**Assigned task:** Continue the news report on the Galion child-endangerment sentencing, starting after its final sentence.

**Source extract:**
..........

BUCYRUS — A Galion woman has been sentenced to 12 months in the Crawford County Jail as part of a plea agreement following the accidental shooting death of a child earlier this year.
Diane Ross, age 50, Galion, pleaded guilty to child endangerment, a third-degree felony, in November in Crawford County Common Pleas Court. Ross was charged in relation to an incident that occurred on May 18, 2021, in which a four-year-old male child suffered a gunshot wound to his face. The child received treatment for his wounds at Avita Galion Hospital and was later transported via helicopter to Nationwide Children’s Hospital in Columbus for additional treatment, but died from his injuries.
The toddler, who was Ross’s grandson, was in her care at the time of the incident. She is the owner of the firearm, a .22-caliber pistol, that was involved in the incident.
Judge Sean Leuthold sentenced Ross to 12 months in the county jail as part of a sanction to her five years of community control. Leuthold further ordered that if Ross fails to successfully complete the community control, she will be subject to up to 36 months in prison.

..........

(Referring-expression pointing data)
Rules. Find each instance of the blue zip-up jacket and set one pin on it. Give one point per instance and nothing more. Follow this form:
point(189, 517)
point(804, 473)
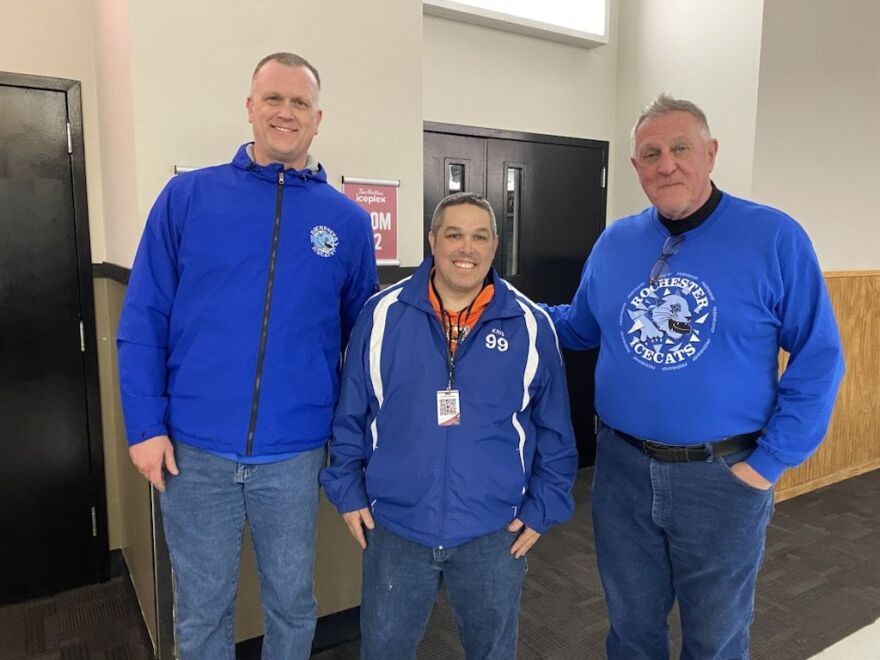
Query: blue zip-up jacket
point(244, 289)
point(513, 454)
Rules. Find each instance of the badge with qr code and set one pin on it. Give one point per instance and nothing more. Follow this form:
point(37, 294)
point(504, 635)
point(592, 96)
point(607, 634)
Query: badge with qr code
point(448, 408)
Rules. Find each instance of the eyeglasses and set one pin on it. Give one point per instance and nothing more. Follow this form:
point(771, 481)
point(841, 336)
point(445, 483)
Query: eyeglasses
point(660, 268)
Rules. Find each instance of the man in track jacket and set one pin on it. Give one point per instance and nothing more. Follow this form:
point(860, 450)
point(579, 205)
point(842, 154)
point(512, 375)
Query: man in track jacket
point(246, 284)
point(452, 442)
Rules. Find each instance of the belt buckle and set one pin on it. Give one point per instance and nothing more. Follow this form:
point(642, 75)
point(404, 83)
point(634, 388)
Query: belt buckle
point(660, 451)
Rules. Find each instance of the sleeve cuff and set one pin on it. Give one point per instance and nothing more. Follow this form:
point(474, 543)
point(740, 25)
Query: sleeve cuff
point(136, 436)
point(764, 463)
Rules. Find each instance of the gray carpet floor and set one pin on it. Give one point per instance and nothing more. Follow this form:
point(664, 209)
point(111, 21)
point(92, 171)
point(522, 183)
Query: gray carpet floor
point(820, 583)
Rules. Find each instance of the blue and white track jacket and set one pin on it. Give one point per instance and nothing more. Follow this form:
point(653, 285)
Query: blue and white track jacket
point(513, 454)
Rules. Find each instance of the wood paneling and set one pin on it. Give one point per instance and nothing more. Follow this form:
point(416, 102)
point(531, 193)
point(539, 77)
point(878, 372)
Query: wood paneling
point(852, 445)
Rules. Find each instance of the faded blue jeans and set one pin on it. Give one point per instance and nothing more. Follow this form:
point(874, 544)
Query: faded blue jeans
point(401, 581)
point(203, 511)
point(691, 531)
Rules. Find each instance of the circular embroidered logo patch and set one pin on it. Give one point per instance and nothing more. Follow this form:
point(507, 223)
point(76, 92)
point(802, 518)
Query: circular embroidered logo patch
point(324, 241)
point(670, 324)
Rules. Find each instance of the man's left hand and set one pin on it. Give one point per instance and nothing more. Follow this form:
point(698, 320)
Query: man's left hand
point(748, 474)
point(526, 539)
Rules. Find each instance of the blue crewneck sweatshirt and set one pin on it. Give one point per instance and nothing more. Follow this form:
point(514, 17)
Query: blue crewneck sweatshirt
point(694, 358)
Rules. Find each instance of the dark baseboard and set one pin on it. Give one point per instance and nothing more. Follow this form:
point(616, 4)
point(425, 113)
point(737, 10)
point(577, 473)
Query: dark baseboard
point(119, 569)
point(387, 274)
point(391, 274)
point(332, 630)
point(110, 271)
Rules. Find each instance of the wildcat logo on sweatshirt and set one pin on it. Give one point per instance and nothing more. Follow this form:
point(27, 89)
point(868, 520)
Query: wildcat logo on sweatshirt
point(669, 324)
point(324, 241)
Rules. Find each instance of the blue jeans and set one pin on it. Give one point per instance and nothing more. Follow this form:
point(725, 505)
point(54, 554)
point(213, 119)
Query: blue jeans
point(203, 510)
point(401, 581)
point(691, 531)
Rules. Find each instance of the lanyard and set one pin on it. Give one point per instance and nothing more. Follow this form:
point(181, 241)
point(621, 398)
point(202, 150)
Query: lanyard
point(453, 343)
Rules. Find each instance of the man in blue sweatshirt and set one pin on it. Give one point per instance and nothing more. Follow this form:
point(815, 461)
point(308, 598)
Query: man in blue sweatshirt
point(689, 302)
point(246, 284)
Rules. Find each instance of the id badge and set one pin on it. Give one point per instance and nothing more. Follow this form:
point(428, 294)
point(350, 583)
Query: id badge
point(448, 408)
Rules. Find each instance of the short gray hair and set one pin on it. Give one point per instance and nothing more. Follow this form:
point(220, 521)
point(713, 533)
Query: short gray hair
point(663, 104)
point(288, 59)
point(457, 199)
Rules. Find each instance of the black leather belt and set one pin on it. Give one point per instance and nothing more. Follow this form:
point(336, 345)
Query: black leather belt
point(687, 453)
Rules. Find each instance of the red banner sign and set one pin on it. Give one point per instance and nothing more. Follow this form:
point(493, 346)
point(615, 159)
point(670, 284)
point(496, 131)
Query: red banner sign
point(380, 201)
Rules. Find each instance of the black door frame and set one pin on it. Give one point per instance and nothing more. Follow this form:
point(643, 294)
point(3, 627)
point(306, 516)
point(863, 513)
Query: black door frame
point(73, 95)
point(519, 136)
point(389, 274)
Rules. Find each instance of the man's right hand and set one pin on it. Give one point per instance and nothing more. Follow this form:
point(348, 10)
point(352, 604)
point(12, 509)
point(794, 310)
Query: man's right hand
point(150, 456)
point(356, 520)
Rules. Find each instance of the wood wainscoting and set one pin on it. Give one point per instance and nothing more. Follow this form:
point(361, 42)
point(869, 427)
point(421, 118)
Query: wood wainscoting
point(852, 445)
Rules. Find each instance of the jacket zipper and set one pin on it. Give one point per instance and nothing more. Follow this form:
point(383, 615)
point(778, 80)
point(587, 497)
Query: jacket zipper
point(267, 306)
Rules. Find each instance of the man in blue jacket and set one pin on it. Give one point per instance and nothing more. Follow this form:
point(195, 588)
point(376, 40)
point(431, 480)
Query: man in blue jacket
point(452, 442)
point(246, 284)
point(689, 302)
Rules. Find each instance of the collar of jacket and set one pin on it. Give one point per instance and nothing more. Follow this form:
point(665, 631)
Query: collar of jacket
point(243, 161)
point(415, 293)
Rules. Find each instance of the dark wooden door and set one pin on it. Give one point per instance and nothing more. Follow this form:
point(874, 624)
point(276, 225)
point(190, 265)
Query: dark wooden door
point(549, 198)
point(51, 472)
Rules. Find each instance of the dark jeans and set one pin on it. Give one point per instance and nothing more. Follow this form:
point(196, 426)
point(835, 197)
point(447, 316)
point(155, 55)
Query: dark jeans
point(691, 531)
point(401, 581)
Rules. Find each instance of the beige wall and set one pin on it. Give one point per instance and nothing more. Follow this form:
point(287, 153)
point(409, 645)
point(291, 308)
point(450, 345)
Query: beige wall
point(707, 51)
point(818, 134)
point(54, 38)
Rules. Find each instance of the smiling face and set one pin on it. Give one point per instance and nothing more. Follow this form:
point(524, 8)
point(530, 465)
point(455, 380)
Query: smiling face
point(463, 247)
point(283, 108)
point(674, 158)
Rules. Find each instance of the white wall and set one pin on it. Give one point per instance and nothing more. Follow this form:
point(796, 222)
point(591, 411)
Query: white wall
point(707, 52)
point(191, 64)
point(478, 76)
point(54, 38)
point(818, 133)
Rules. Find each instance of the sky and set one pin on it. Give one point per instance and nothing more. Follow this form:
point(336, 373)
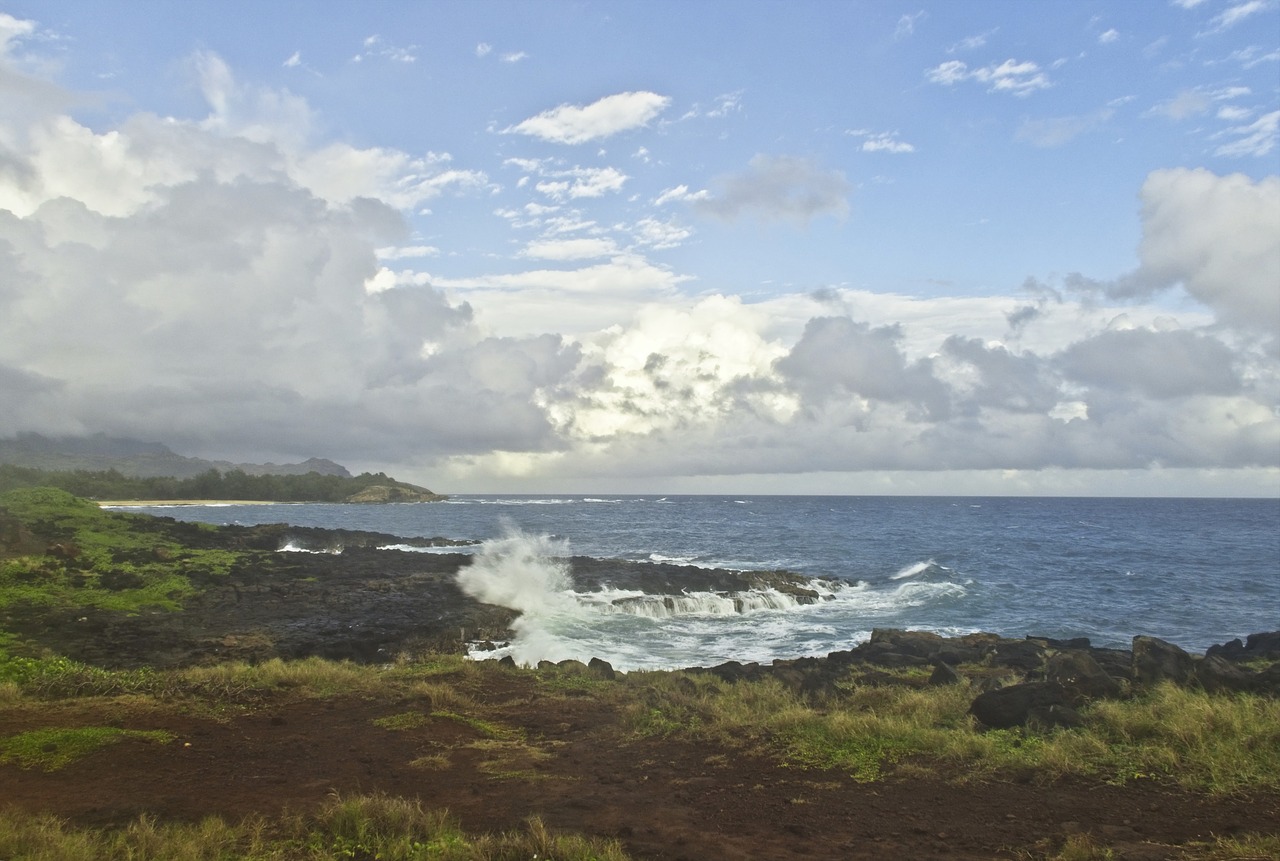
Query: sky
point(803, 247)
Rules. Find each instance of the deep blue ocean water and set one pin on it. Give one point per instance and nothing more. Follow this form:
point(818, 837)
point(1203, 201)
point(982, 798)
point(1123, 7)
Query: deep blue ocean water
point(1191, 571)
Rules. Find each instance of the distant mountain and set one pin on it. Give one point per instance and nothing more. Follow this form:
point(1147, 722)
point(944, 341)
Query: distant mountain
point(137, 458)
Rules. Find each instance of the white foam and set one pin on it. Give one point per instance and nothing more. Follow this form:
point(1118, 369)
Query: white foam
point(414, 548)
point(289, 546)
point(913, 569)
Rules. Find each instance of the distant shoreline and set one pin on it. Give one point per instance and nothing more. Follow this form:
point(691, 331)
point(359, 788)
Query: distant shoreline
point(156, 503)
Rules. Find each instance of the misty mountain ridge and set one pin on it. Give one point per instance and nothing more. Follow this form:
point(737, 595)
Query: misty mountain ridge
point(137, 458)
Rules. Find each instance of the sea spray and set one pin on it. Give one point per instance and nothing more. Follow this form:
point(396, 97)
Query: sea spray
point(528, 573)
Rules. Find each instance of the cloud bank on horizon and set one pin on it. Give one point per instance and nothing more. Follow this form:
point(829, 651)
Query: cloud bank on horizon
point(860, 248)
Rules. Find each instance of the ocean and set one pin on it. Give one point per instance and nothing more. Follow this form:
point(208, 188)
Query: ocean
point(1192, 571)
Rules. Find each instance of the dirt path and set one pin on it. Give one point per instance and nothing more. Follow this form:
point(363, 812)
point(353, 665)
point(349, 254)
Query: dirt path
point(557, 759)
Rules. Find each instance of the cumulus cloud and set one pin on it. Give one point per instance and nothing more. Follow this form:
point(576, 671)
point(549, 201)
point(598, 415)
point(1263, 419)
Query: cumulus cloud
point(1257, 138)
point(597, 120)
point(1056, 131)
point(1157, 365)
point(881, 141)
point(778, 187)
point(208, 283)
point(1217, 238)
point(1019, 78)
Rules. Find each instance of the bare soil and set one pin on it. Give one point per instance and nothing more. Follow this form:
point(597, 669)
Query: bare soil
point(661, 798)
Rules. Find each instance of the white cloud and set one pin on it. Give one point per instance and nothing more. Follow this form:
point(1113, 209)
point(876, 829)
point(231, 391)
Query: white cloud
point(680, 195)
point(778, 187)
point(1234, 14)
point(881, 142)
point(1219, 238)
point(906, 23)
point(379, 49)
point(600, 119)
point(581, 182)
point(1019, 78)
point(1056, 131)
point(403, 252)
point(652, 233)
point(581, 248)
point(1257, 138)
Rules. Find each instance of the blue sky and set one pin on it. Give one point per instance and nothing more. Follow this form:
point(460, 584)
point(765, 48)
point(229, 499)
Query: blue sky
point(654, 247)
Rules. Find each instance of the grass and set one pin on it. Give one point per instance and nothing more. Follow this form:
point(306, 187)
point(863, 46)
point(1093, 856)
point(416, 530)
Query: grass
point(1215, 743)
point(352, 827)
point(55, 747)
point(103, 560)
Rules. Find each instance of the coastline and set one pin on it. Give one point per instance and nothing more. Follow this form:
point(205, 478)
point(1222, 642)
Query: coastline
point(159, 503)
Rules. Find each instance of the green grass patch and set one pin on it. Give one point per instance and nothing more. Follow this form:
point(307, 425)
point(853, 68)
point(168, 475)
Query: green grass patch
point(353, 827)
point(56, 747)
point(108, 560)
point(403, 720)
point(1210, 742)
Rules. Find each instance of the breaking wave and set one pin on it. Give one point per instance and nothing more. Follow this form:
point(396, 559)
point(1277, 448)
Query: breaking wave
point(632, 628)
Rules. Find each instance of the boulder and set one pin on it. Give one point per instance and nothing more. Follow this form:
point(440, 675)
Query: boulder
point(917, 644)
point(602, 669)
point(945, 674)
point(1016, 704)
point(1156, 660)
point(1215, 674)
point(1023, 655)
point(1079, 676)
point(1055, 715)
point(1262, 645)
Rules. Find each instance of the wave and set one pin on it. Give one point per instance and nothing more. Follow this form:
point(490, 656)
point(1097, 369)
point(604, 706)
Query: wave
point(291, 546)
point(440, 549)
point(531, 573)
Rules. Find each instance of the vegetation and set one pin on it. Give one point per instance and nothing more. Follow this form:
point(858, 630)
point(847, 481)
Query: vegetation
point(352, 827)
point(213, 484)
point(99, 559)
point(1185, 738)
point(1216, 743)
point(55, 747)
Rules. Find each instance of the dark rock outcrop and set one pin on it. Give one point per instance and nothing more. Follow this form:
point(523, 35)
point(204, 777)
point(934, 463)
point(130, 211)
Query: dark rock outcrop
point(1080, 677)
point(1018, 704)
point(1156, 660)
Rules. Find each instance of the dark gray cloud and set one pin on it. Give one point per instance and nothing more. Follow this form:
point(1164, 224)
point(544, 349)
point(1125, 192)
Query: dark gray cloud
point(781, 188)
point(837, 357)
point(1159, 365)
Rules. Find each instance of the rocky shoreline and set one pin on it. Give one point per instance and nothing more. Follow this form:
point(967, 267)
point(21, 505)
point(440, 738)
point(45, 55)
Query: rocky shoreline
point(350, 595)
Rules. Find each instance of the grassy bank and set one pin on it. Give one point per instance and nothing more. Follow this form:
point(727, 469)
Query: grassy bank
point(1215, 743)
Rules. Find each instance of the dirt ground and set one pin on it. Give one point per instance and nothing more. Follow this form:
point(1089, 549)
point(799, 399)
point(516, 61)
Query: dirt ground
point(661, 798)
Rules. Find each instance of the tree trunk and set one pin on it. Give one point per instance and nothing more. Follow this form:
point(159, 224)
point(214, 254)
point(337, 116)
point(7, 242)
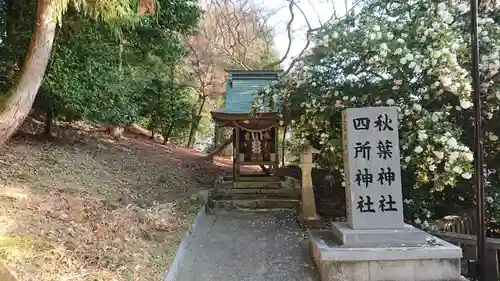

..........

**Expected answer:**
Leuthold ordered Ross to report to the Crawford County Jail on Jan. 15, 2022, to begin serving her sentence. She will remain on house arrest with an ankle monitor until Jan. 15. Leuthold also ordered that she is not to be in the presence of any children prior to reporting to the jail.
In his remarks during the sentencing hearing, Leuthold said he wanted “to make it 100% clear that this was an accident.” He said there was no intent on Ross’s part to harm the child, that emergency personnel were contacted immediately, and that measures were taken in an attempt to save the child’s life.
According to photographs entered as evidence in the case that Leuthold reviewed, the pistol was not secured and was accessible to the child on a shelf that he could reach.
“It is extremely negligent to have a gun visible with children in the house,” Leuthold said.
The judge also noted that the evidence photographs showed a child’s pacifier on the same shelf as the pistol. Leuthold speculated that the child might have been reaching for the pacifier and accidentally hit the gun. He noted that he was not considering that aspect of the evidence because it was speculation on his part, but went on to say that “it troubles the court.”